TEXT PASSAGE ::
Danny Zuko has hips like Tony Manero with a full-blown case of Saturday night fever. He has a slick image like Vincent Vega from Pulp Fiction. And considering the weird fantasy he has in which Kenickie's car becomes a souped-up Greased Lightin' hot rod, he might have a brain tumor like whoever the heck Travolta played in Phenomenon.
…but we really hope not, because Danny's a sweetie-pie.
The difference between all of Travolta's other characters and this one is that Danny Zuko is still a teenager. We could see him becoming any one of these iconic characters, but first he has to decide what he wants his image to be. And that internal struggle is Danny's main conflict: who does he want to be?
It's something we all struggle with as teenagers, although not all of us—the Glee kids excluded—break into song while we're figuring it all out.
Saturday Night Fever
Danny's first step toward forming his identity is realizing that the image he presents may not necessarily be in line with how he wants to be perceived. He begins experiencing doubts when Sandy tells him what she really thinks of him.
SANDY: You're a fake and a phony and I wish I'd never laid eyes on you.
When an Aussie who knows how to kill you two ways with a boomerang calls you out, you listen.
Danny, like any young man, is stubborn. It takes him a while to apologize, and even then, he doesn't take the blame for it. He blames it on his image, telling her at the jukebox,
DANNY: The way I acted, I was terrible. I mean, it really was. I mean, it wasn't me, you got to know that. I mean, it was me, of course, but it wasn't me. You see, Sandy, I got this image, right?
In other words, #sorrynotsorry.
Sandy sees through his faux-pology quicker than a kangaroo eating a shrimp off a barbie, which makes Danny realizes he can't just talk the talk, he has to walk the walk and dance the dance.

PROBLEM SET ::
1) Answer these questions from the Danny Zuko passage:
(a) Which Pulp Fiction character is Danny's slick image compared to?
(b) What two words does Sandy use for Danny when she tells him what she thinks of him?
(c) What does Danny blame his behavior on when he talks to Sandy at the jukebox?
2) Carry the Danny Zuko passage on from its last sentence.
The entries after this point have nothing to do with the Danny Zuko passage.

EXTRACTED MATERIAL ::
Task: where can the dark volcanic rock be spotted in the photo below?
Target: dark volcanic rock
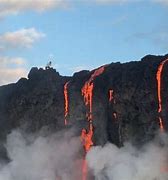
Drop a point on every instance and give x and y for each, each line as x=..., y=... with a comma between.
x=133, y=114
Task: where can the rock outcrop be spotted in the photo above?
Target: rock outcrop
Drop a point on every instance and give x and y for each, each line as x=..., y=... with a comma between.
x=124, y=102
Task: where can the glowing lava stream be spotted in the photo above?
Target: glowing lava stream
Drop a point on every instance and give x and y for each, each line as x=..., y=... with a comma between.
x=159, y=78
x=111, y=95
x=86, y=137
x=66, y=106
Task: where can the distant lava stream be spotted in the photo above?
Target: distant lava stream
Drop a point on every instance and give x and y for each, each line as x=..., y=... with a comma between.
x=159, y=75
x=86, y=136
x=66, y=106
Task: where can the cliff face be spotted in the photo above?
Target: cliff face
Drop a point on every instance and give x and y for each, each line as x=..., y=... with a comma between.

RESPONSES BY ITEM NUMBER ::
1)
(a) Vincent Vega
(b) A fake and a phony
(c) His image

2)
Danny's gang, the T-Birds, pride themselves on being almost counterculture. They're anti- the wholesome jock image. Instead of wearing white and running track, they wear black, grease their hair, and smoke.
But Sandy likes the whole wholesome thing, and Danny wants to impress her. To do that, he goes against his friends' customs, and joins athletics. Not only that, he "letter[s] in track" and gets a sharp white jacket to wear for his accomplishments.
If Danny did all this in secret, or for Sandy, it might be kind of sweet. But Danny actually wears the jacket in public, even though he knows his friends will rag him for it. When they do, Danny tells the guys that they might need to branch out and follow their own dreams, too.
DANNY: You guys can't follow a leader all your lives, can ya?
One question we have to ask about Danny—and Sandy as well—is this one: what will stick with them as they grow older? Will Sandy and Danny last? Will Danny let his jock side shine, or will he change to meet the next girl he meets? Whatever he does, or doesn't do, we think he'll be fine as long as he keeps dancing.